• Task requirements:
Can you copy each of the entries below line for line, leaving the pictures out of your answer?
--- Start Available records ---
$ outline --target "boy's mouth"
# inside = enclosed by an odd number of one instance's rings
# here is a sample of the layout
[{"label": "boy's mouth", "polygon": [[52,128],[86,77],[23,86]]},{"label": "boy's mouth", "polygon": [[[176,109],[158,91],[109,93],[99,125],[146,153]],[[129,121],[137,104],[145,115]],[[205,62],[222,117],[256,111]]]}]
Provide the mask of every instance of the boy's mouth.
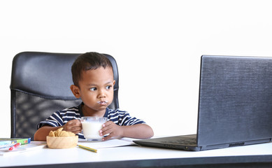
--- End Available records ---
• Full solution:
$ outline --target "boy's mouth"
# inside = enclosed by an odd number of one instance's rings
# here is a sample of the layout
[{"label": "boy's mouth", "polygon": [[52,128],[86,77],[23,86]]},{"label": "boy's mouth", "polygon": [[[176,109],[158,91],[109,93],[99,125],[146,153]],[[129,121],[137,104],[145,115]],[[205,62],[222,117],[256,111]]]}]
Provide the mask of every instance of the boy's mouth.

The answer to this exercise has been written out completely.